Data entries

* * *

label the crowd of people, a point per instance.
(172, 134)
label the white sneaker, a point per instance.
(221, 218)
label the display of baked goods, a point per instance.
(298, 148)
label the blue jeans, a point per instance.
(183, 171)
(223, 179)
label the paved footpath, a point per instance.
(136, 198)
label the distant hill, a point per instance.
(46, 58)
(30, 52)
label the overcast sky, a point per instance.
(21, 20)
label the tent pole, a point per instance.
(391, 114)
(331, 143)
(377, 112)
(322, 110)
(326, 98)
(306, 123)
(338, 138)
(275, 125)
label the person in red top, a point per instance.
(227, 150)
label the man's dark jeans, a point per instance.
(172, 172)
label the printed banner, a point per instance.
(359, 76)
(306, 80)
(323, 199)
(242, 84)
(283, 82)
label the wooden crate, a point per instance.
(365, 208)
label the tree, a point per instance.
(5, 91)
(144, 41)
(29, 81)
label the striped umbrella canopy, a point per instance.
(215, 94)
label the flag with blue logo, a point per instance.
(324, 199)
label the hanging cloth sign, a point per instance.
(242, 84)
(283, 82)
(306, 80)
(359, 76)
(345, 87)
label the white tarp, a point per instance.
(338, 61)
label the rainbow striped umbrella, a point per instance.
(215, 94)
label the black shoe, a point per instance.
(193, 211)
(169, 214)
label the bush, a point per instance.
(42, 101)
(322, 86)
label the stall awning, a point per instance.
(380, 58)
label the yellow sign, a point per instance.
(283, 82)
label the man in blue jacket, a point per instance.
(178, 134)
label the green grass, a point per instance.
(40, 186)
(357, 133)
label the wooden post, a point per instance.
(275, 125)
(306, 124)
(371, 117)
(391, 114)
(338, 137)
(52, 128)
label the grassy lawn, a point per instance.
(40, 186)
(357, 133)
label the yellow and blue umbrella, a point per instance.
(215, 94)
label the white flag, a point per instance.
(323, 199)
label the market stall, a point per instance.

* * *

• [To do]:
Reproduce every one of the data entries above word for word, keeping their original order and making no changes.

• [Written response]:
label the crowd of people, a point per instance.
(172, 134)
label the white sneaker, a point per instance.
(221, 218)
label the display of baked goods, a point per instance.
(298, 148)
label the blue jeans, a point per instance.
(183, 171)
(223, 179)
label the paved footpath, a point per instance.
(136, 198)
label the distant hill, a point per instance.
(46, 58)
(30, 52)
label the overcast sky, a point per instance.
(21, 20)
label the tent pole, a point per instance.
(391, 114)
(331, 143)
(377, 112)
(322, 110)
(326, 98)
(306, 123)
(338, 138)
(275, 125)
label the person in red top, a point per instance.
(227, 150)
label the man's dark jeans, a point per instance.
(172, 172)
label the printed banner, a point per instance.
(359, 76)
(306, 80)
(323, 199)
(242, 84)
(283, 82)
label the wooden crate, a point per instance.
(365, 208)
label the tree, a point per instance.
(5, 91)
(144, 41)
(29, 81)
label the striped umbrella canopy, a point per instance.
(215, 94)
label the flag with blue logo, a point per instance.
(324, 199)
label the hanging cloth sign, a point per instance.
(242, 84)
(283, 82)
(306, 80)
(359, 76)
(345, 87)
label the white tarp, a point per instance.
(338, 61)
label the rainbow striped umbrella, a point per instance.
(215, 94)
label the black shoe, a point per instance.
(193, 211)
(169, 214)
label the bush, a point per instance.
(42, 101)
(322, 86)
label the stall awning, a point per instance.
(380, 58)
label the yellow sign, a point per instance.
(283, 82)
label the man in blue jacket, a point per instance.
(178, 134)
label the green grass, a point per instance.
(40, 186)
(357, 133)
label the wooden post, a point per instance.
(275, 125)
(306, 124)
(371, 117)
(391, 114)
(338, 137)
(52, 128)
label the grassy lawn, a point per instance.
(40, 186)
(357, 133)
label the yellow and blue umbrella, a point per instance.
(215, 94)
label the white flag, a point per instance.
(323, 199)
label the market stall, a point per instance.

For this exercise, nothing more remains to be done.